## Begin Excerpt

SC: There is a heaviness and a grief to Emily that is palpable. We’re told it’s the miscarriage and the frustrations with fertility treatments, but there’s also, under the surface, struggles with aging and with identity and with finding purpose. It feels like Emily has a hard time saying anything substantial about this with David, and yet finds plenty of ways to speak about these things — even in metaphor — with Stella. Is there something to be said about how women communicate with each other that is different from men and women, even those that love and know each other intimately, as David and Emily do?
DS: I want to avoid being too reductive or essentialist about the way women and men communicate. I’m not sure, in this case, that the openness between Emily and Stella is due to their gender. I think Emily can communicate well with this younger woman, in part, because they’re initially strangers, they don’t share a past. But, also, Emily sees herself in Stella, or her younger self. And, of course, she doesn’t have this particular dynamic with her husband. So, the nature of the dynamic with Stella brings out these concerns about aging and identity, of what it means to be a young woman and what it means to be older. And I do think that Emily’s age, turning 40, tends to have different implications and complications for women and men, culturally and socially.

## End Excerpt
## Begin Available data

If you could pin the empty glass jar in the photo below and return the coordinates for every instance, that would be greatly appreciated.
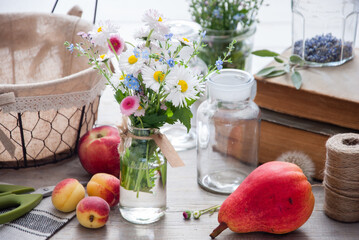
(324, 31)
(228, 128)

## End Available data

#### [Exercise task A]
In the interview about Emily and Stella, what age is Emily turning?
#### [Exercise task B]
Write the next few lines of the interview about Emily and Stella, picking up after its final sentence.

#### [Final result A]
She is turning 40.

#### [Final result B]
Still, Emily and Stella are women in the world we actually exist in, in the country we currently exist in, where a frightening number of people (men and women, evidently) would be happy to live in a patriarchal theocracy, more or less. Given those conditions, I think Emily and Stella relate in certain ways that Emily just doesn’t with her husband.
This may be a tangent, but it reminds me of the year or so after my son was born. A number of great novels and essays have explored how new motherhood can really do a number on your sense of self. It definitely did for me. I’m not aware of a similar spate of recent writing on fatherhood and identity. Anyway, I was really lucky to be part of a parents group in my neighborhood at the time (shout out to Jackson Heights, Queens!) — it included mothers and fathers, all very involved and loving — but as mothers, our experience was just different. Physically, of course, but in other aspects, too. It bonded us. My husband is a wonderful parent and an incredibly supportive partner, but in so many ways, it was those women who saved me.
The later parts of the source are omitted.